# Do this:
Copy the following records line for line, without the pictures.

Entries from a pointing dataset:
>> BEGIN

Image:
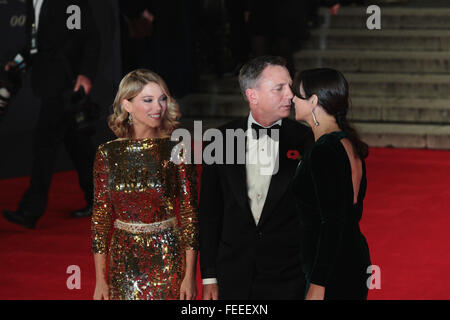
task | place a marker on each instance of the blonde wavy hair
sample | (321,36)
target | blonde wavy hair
(130,86)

>> END

# Right answer:
Image:
task | place a marker on each instance of the blonde wavy hair
sample | (321,36)
target | blonde wavy hair
(130,86)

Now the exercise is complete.